Our Short-Sighted and Divided Country Looks for an ACA Replacement

We have short attention spans and shorter memories. That serves politicians well but it makes bad policy.

Say, for example, you decided to run for President of the United States but you pulled a really stupid college-style prank, like plagiarizing someone else’s work, that makes you ethically ineligible for the presidency when the story gets out.  If you’re lucky, voters and even journalists who investigate the backgrounds of candidates might well forget your indiscretion a few decades later and you could end up, say, in the  White House a heartbeat away from the Oval Office.  You just never know in politics. Yesterday’s bum steer could end up today’s political sacred cow.

Take Obamacare. Please.

Way back in 2010, the public furor over the passage of the Affordable Care Act meant that some legislators were afraid to go home on break. Representatives’ offices were picketed, windows  broken, personal safety threatened. Citizens were very unhappy with the ACA’s mandatory coverage and legislated benefits packages that didn’t suit their needs and cost more than their current policies that allowed them to keep their plans and their doctors.

How unhappy were they?

As the October 2013 rollout approached, one health insurance company required training for their call center employees to teach them how to calm down member subscribers. The insurer ordered the training because it knew that it would be sending out letters terminating current policies and replacing them with more expensive, government-mandated ones. They anticipated the tears and anger, and put call center employees through sensitivity training to handle distraught customers.  That company knew well before the ACA launched that people could not keep their plans or their doctors, and that their rates would skyrocket to make up for it. The people who wrote the law, promoted it and voted for it probably knew, too. If they didn’t, they should have been fired.
·····
• **Problems and tasks**
• 1. From the piece on the Affordable Care Act, reproduce the passage starting at "Way back in" and ending at "and their doctors.".
• 2. Translate this sentence from the piece on the Affordable Care Act into Spanish: "We have short attention spans and shorter memories."

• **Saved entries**
·····
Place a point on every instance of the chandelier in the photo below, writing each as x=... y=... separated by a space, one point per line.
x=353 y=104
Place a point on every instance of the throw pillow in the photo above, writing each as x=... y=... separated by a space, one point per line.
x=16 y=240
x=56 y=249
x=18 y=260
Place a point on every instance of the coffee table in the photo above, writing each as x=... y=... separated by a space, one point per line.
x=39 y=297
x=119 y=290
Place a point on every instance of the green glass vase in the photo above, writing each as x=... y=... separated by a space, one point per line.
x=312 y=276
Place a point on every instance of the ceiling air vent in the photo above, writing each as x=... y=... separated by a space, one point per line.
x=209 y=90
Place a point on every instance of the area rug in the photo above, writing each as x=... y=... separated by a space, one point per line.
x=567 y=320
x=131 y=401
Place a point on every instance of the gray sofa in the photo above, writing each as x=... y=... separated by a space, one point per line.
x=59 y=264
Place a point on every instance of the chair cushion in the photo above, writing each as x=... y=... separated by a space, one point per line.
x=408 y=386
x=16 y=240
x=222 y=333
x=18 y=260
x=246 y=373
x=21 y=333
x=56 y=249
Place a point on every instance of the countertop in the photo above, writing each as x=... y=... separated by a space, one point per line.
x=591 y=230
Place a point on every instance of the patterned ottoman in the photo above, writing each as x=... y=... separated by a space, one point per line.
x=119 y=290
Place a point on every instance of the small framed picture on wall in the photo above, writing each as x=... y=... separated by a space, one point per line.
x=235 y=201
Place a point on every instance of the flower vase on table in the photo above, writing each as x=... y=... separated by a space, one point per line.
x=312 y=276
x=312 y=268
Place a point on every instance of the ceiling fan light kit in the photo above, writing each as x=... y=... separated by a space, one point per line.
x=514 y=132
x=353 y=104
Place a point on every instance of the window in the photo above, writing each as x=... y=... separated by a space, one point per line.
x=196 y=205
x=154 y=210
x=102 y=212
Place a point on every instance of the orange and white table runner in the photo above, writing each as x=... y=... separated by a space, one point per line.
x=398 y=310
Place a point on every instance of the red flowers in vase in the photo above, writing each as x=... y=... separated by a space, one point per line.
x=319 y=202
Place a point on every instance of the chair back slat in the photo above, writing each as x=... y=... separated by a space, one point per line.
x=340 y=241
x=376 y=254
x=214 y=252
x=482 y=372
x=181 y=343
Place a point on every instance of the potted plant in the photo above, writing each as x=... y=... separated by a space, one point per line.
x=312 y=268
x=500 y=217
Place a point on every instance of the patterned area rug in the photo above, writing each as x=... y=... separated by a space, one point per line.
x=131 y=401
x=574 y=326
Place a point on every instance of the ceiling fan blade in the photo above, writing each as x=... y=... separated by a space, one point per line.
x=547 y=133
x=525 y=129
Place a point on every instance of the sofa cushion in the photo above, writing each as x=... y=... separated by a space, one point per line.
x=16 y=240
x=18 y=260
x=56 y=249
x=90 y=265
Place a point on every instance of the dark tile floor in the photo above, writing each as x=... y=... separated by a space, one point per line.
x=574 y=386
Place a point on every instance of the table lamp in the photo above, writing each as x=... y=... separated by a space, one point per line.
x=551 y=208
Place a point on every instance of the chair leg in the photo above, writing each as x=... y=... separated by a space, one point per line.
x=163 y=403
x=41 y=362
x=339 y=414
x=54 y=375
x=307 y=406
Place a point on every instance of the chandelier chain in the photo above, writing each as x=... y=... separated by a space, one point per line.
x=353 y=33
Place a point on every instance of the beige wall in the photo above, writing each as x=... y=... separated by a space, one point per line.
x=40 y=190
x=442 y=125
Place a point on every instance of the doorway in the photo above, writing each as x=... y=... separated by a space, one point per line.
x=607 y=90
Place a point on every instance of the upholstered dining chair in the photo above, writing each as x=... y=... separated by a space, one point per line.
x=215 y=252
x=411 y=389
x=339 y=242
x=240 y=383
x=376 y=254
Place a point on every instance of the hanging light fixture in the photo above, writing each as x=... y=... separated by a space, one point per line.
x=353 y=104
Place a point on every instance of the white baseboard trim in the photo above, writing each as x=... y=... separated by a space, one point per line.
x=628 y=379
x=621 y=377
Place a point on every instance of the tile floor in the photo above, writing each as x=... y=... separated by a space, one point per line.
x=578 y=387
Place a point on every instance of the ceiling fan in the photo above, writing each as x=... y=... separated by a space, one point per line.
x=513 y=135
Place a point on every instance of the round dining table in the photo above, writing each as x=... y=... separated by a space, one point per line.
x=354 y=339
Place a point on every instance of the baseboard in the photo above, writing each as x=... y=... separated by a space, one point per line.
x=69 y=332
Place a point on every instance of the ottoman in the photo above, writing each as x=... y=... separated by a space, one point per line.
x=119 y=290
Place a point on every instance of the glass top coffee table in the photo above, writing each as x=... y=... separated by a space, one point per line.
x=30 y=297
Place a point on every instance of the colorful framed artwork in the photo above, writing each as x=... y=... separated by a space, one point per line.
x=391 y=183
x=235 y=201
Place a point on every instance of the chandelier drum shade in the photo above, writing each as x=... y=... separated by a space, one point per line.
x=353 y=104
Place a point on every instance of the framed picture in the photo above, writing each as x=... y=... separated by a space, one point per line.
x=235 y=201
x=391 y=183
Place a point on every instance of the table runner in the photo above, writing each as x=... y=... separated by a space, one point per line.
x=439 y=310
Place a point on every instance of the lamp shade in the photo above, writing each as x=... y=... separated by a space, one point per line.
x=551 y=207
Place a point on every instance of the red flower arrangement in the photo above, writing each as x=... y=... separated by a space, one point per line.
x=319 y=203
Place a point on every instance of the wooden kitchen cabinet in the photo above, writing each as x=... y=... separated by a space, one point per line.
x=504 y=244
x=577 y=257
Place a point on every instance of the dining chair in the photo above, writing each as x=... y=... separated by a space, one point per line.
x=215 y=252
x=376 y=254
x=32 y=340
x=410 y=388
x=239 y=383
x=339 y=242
·····
• **Responses to the tasks**
• 1.
Way back in 2010, the public furor over the passage of the Affordable Care Act meant that some legislators were afraid to go home on break. Representatives’ offices were picketed, windows  broken, personal safety threatened. Citizens were very unhappy with the ACA’s mandatory coverage and legislated benefits packages that didn’t suit their needs and cost more than their current policies that allowed them to keep their plans and their doctors.

• 2. Tenemos lapsos de atención cortos y memorias aún más cortas.